**Travail à faire:** Indiquez si chacune des affirmations suivantes concorde avec l'extrait ci-dessous, en répondant par oui ou non et en citant les mots décisifs de l'extrait : (a) la première phase prévoit d'aller à la rencontre des habitants des quartiers populaires ; (b) prendre en compte les différences revient à préférer le communautarisme à la fraternité ; (c) le portrait doit laisser de côté les différences de génération.

**Passage extrait:**
^^^^^^^^^^^^^^^^
La première phase supposera d'aller à la rencontre des habitants des quartiers populaires, pour réunir des informations sur leurs difficultés, leurs attentes et leurs initiatives et imaginer avec eux de nouvelles solutions (par le moyen de rencontres individuelles et focus groups par exemple). Le portrait qui en sortira devra faire toute leur place aux multiples différences qui caractérisent les quartiers populaires et l'ensemble de notre société: différences de génération, de genre, de classe, différences ethniques également. Prendre en compte ces différences, ce n'est pas nier l'égalité de tous et favoriser l'éloignement de différents groupes, préférer le communautarisme à la fraternité. Au contraire, c'est se donner les moyens d'analyser et de dépasser les obstacles, les discriminations, les stigmatisations dont certains sont victimes chaque jour, et qui entravent la vraie réalisation de nos valeurs républicaines.
^^^^^^^^^^^^^^^^
(Enregistrements)

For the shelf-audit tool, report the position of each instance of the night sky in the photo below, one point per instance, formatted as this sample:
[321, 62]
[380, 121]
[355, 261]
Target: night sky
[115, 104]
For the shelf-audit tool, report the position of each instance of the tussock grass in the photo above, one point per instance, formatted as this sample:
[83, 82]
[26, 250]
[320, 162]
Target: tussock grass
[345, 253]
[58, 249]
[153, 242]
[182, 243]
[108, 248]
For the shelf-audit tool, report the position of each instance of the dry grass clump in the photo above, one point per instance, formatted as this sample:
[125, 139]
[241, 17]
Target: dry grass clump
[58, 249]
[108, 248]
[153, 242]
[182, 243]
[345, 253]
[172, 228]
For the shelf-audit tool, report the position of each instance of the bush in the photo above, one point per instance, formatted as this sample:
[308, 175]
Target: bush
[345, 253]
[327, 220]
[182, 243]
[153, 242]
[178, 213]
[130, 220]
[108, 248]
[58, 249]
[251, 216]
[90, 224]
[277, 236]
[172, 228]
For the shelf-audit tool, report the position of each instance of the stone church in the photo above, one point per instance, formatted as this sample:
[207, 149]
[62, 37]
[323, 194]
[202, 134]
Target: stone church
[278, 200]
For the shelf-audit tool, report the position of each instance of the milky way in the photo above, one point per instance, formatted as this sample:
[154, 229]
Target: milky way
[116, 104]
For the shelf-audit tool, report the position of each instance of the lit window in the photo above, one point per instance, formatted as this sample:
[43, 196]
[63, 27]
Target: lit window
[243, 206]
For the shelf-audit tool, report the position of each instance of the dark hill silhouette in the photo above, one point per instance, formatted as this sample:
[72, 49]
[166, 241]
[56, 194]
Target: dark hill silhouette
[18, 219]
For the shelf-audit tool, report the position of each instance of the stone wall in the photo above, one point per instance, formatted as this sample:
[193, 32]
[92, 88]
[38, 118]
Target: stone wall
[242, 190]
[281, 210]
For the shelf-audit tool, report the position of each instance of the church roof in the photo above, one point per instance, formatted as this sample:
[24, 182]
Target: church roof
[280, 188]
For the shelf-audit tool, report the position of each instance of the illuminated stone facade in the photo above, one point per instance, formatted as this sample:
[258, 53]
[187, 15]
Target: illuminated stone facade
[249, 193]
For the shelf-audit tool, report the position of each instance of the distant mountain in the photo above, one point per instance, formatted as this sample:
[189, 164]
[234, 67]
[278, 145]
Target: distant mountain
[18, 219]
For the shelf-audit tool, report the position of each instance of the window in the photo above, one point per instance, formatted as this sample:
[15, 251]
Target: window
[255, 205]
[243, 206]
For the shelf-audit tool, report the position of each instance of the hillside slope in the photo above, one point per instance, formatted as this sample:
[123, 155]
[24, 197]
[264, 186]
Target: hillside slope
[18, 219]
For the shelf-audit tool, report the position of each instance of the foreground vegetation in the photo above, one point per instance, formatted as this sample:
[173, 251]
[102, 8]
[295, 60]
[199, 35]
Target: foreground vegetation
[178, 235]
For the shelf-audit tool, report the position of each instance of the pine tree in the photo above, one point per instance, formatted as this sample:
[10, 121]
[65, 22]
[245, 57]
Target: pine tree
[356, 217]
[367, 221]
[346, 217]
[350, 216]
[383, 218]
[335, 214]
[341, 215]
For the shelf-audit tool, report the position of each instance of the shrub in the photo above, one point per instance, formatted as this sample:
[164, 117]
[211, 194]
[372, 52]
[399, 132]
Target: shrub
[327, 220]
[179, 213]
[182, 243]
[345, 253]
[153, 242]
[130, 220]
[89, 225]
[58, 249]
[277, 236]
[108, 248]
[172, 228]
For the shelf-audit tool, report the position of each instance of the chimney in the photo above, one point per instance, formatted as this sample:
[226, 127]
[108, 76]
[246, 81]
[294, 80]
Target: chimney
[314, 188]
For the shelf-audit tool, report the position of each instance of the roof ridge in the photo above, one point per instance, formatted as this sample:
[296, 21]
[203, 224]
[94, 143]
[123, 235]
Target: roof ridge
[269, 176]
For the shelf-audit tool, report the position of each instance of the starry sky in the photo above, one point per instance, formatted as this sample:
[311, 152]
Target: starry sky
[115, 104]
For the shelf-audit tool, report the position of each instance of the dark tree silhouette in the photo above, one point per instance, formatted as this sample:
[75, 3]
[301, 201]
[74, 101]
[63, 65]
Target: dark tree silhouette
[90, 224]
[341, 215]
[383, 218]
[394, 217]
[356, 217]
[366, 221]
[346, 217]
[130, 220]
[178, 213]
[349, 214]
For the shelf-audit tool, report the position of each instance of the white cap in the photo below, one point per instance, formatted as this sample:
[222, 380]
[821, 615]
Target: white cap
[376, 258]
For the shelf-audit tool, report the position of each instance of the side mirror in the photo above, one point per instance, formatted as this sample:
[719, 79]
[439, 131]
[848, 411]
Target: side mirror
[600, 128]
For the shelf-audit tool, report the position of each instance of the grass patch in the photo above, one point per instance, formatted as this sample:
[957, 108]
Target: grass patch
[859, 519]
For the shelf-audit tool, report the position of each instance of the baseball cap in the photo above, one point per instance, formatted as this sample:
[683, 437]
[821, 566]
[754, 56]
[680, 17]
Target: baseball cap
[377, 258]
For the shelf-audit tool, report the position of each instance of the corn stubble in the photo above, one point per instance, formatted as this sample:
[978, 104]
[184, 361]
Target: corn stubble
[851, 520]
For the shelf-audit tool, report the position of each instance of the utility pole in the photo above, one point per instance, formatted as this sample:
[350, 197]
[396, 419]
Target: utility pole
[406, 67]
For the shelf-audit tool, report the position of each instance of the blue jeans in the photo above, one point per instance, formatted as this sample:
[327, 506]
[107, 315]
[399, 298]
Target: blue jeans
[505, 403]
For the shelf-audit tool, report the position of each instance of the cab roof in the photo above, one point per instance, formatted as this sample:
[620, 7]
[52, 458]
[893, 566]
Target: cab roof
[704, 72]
^^^^^^^^^^^^^^^^
**Résultat:**
(a) Oui : « La première phase supposera d'aller à la rencontre des habitants des quartiers populaires »
(b) Non : « Prendre en compte ces différences, ce n'est pas nier l'égalité de tous et favoriser l'éloignement de différents groupes, préférer le communautarisme à la fraternité. »
(c) Non : « Le portrait qui en sortira devra faire toute leur place aux multiples différences qui caractérisent les quartiers populaires et l'ensemble de notre société: différences de génération, de genre, de classe, différences ethniques également. »